**What you are asked to do**
Please rewrite only the lines of the listing starting at the line that contains "Target: crowd of people" and ending at the line that contains "(1108, 404)", both included, with the requests kept. Shift every coordinate in the answers by adding -39 to each number.
#### Records shown
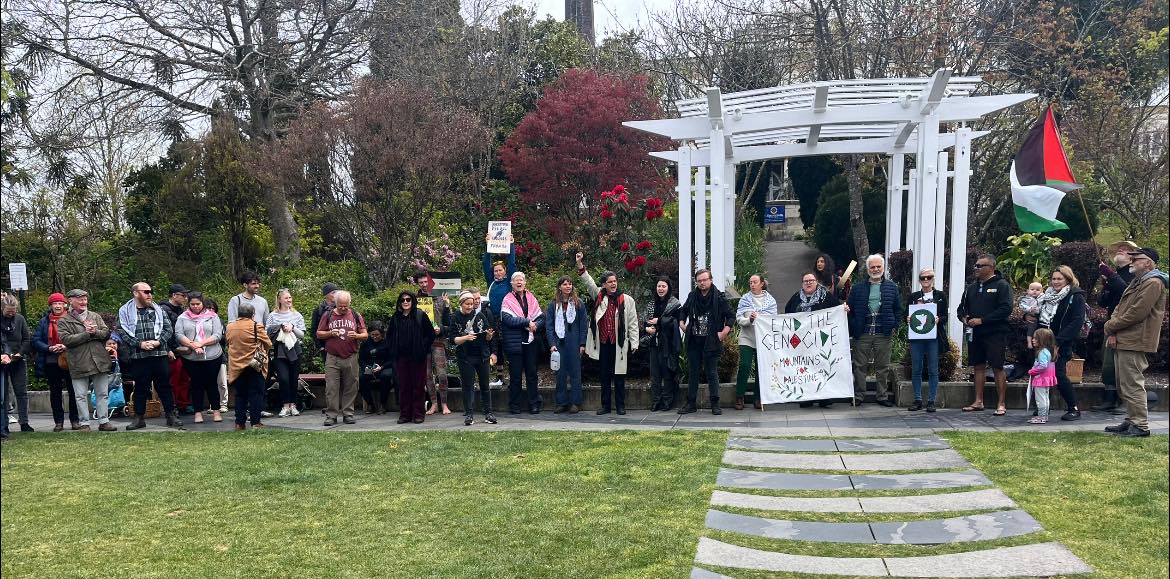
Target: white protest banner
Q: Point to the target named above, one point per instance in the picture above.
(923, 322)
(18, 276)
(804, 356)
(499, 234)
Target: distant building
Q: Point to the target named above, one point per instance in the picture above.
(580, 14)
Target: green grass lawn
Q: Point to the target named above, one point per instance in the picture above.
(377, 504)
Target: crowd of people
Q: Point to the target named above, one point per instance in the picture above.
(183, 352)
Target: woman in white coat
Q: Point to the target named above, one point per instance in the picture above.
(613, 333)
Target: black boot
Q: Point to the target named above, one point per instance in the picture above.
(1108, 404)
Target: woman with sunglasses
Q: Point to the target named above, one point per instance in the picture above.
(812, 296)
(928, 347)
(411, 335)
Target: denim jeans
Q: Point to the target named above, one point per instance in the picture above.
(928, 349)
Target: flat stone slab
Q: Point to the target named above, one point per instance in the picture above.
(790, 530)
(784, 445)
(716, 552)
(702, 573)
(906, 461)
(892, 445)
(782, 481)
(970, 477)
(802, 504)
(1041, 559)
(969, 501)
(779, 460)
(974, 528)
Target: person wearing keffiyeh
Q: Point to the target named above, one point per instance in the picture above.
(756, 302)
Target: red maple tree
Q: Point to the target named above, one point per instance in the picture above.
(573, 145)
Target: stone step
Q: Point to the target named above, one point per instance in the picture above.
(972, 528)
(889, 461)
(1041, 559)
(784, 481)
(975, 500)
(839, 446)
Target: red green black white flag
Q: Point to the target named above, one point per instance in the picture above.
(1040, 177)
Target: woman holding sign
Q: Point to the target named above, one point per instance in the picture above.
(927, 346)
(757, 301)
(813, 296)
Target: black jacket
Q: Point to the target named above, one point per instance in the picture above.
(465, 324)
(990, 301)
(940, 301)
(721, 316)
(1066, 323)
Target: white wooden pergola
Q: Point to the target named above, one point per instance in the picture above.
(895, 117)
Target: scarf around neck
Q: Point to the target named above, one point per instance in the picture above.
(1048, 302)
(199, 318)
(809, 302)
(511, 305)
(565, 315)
########
#### Records shown
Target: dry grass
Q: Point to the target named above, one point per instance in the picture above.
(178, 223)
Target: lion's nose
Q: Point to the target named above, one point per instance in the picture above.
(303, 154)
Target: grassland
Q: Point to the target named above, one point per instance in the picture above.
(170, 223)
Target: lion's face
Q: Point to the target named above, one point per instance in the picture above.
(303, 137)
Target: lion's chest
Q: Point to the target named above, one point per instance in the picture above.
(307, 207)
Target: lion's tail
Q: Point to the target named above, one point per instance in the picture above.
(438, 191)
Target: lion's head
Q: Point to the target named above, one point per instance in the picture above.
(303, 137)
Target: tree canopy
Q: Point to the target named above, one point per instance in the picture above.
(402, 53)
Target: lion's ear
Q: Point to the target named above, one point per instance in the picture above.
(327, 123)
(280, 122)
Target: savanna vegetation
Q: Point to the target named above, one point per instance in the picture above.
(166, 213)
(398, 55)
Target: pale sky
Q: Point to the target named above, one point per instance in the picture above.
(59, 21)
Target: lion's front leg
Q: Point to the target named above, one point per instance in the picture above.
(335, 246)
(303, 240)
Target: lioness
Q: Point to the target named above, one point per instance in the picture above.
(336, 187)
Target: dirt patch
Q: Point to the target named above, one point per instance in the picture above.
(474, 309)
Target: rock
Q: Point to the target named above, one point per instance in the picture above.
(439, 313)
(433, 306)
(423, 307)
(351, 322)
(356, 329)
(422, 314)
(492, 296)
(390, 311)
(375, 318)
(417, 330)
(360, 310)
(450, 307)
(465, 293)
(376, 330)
########
**Exercise response**
Target: crowd of people
Q: Point to the target named above, one point per instance in the picture above.
(144, 313)
Target: woman in white coat
Q: Point to the target named above, one point per instance in the picture above.
(574, 294)
Target: black boot
Q: Point to the target named above, one point per instance in the picture above.
(1069, 365)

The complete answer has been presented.